Data listing
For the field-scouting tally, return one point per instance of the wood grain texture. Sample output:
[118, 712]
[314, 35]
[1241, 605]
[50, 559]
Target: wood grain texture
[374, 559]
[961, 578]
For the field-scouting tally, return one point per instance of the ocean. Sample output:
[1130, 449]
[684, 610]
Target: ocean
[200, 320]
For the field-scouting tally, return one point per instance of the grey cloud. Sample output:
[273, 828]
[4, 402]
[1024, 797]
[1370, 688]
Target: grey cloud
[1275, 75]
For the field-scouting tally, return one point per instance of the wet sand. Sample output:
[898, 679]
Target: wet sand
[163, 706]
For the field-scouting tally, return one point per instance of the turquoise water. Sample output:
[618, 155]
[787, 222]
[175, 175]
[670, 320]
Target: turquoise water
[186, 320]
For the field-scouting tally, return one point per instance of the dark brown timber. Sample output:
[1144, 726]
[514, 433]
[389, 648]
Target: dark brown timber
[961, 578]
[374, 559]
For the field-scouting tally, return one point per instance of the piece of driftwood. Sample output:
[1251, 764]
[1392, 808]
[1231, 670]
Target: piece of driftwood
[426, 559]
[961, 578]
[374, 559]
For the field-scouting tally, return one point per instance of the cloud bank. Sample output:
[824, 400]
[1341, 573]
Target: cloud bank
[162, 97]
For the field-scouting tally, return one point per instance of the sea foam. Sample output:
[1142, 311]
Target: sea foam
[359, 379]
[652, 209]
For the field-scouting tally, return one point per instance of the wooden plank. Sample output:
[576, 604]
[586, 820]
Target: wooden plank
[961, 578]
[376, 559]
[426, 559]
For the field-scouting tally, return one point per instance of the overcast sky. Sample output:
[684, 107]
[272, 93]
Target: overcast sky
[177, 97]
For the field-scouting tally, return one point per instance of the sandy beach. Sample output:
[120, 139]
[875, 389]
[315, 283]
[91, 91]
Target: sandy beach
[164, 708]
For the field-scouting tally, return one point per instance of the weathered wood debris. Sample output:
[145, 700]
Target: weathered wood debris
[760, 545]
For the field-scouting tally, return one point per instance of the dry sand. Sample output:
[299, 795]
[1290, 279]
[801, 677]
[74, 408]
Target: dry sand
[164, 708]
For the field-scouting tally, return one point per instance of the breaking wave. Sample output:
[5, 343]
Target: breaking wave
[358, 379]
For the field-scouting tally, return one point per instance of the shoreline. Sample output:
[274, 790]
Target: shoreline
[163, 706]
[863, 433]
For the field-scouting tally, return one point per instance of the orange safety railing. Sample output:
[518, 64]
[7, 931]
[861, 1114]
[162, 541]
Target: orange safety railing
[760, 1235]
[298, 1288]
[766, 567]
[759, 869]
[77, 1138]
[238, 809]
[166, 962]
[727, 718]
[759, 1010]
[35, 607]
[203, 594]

---

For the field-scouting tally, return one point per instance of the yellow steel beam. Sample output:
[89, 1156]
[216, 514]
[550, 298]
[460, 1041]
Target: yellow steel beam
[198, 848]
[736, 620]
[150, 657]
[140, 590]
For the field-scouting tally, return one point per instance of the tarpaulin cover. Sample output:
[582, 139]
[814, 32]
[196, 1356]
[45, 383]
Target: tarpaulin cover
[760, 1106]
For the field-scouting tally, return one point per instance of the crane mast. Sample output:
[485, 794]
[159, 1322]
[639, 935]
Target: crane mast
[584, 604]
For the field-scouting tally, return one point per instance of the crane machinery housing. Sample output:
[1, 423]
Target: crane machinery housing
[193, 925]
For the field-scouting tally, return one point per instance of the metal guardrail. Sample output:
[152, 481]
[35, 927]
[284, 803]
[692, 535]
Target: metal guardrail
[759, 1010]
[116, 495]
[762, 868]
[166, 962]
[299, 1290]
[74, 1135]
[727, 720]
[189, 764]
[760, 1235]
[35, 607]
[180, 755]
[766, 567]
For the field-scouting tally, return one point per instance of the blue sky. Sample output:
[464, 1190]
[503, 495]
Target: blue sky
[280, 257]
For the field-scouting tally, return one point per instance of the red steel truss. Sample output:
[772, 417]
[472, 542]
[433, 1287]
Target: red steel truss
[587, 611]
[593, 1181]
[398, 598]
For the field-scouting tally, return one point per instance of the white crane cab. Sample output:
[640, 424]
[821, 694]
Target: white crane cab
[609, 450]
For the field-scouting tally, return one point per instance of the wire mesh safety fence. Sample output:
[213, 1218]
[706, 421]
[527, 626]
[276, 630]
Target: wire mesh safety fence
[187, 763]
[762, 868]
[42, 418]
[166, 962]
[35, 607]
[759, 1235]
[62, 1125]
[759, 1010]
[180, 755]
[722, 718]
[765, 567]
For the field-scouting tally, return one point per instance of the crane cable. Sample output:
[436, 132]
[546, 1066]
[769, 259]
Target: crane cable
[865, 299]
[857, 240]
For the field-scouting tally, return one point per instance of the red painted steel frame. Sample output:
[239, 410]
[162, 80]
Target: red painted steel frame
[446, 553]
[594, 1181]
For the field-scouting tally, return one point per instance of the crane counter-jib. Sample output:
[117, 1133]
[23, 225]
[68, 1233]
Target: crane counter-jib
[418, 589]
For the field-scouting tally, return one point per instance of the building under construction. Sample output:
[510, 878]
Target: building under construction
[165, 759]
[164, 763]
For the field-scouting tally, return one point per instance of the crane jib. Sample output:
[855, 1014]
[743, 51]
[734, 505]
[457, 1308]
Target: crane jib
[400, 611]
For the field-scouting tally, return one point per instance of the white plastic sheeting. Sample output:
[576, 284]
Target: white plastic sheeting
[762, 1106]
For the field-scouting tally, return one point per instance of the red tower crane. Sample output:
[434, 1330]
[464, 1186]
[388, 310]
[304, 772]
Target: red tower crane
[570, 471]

==

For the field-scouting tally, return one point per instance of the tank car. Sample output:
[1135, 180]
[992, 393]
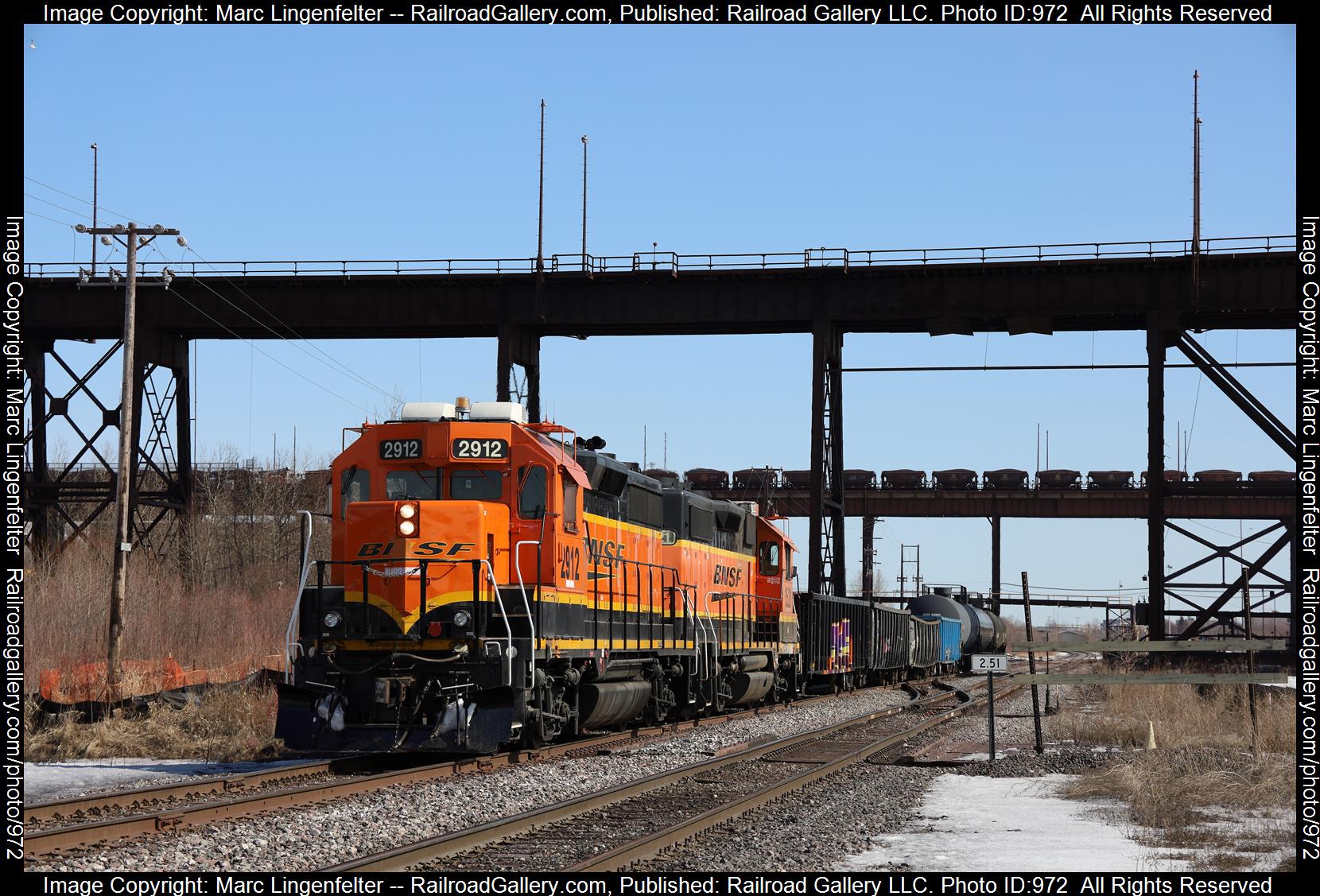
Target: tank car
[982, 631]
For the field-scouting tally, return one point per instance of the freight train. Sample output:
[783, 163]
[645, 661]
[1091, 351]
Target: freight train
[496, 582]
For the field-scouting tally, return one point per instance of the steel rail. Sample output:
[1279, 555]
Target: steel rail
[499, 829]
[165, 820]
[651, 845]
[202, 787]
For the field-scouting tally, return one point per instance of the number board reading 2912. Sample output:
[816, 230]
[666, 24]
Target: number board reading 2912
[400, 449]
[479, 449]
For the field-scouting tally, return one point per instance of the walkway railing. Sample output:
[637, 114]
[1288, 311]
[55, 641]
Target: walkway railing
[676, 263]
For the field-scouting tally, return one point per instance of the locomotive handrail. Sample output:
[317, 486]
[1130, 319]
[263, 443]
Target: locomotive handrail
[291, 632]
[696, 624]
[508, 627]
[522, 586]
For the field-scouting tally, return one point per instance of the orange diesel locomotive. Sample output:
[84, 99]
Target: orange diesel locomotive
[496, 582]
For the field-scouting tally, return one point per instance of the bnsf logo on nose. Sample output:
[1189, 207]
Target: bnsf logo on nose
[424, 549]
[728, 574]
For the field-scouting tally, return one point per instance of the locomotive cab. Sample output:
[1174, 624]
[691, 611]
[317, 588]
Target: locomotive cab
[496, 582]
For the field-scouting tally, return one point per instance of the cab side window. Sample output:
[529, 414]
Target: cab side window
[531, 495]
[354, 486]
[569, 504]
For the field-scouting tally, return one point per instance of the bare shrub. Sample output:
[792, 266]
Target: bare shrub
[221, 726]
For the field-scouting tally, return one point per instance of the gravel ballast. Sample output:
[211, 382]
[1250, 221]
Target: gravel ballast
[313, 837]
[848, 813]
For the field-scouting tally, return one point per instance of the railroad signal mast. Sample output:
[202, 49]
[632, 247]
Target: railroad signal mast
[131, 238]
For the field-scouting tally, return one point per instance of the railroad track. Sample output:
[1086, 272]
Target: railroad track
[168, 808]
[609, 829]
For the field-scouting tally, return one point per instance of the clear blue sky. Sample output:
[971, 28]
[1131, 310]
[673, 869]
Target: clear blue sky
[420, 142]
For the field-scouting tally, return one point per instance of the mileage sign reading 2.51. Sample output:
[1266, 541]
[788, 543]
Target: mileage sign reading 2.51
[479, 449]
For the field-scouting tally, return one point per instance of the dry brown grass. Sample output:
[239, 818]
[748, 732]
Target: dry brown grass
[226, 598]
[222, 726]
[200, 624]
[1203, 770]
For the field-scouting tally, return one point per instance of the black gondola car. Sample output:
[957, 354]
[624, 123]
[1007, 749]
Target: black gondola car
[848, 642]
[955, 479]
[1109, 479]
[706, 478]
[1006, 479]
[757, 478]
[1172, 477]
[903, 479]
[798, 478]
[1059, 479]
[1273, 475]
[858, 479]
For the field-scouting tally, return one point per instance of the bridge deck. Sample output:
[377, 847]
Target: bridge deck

- **Instruction**:
Rescale everything from the line containing "of the wire" down to the line containing "[594, 1181]", both ends included, rewriting every line with the requests kept as they are. Multiply each coordinate in the answer points by 1.05 and round to whole numbers, halves up, while leaving the sample output coordinates untouched.

- **Response to this exercise**:
For the field-scouting tally, return one point per instance of the wire mesh safety fence. Sample output:
[213, 1218]
[706, 421]
[527, 626]
[276, 630]
Target: wire mesh safety fence
[196, 801]
[800, 911]
[44, 439]
[174, 1010]
[37, 637]
[797, 1297]
[65, 1181]
[797, 1061]
[189, 793]
[758, 754]
[803, 595]
For the field-scouting tally, return one point per instance of the crane cable. Sample output:
[436, 132]
[546, 1066]
[769, 259]
Target: crane cable
[908, 314]
[900, 252]
For the field-scouting tally, return one point per instance of the red painted steel frame. Sample output:
[239, 410]
[162, 80]
Target: red painted steel frame
[468, 581]
[624, 1240]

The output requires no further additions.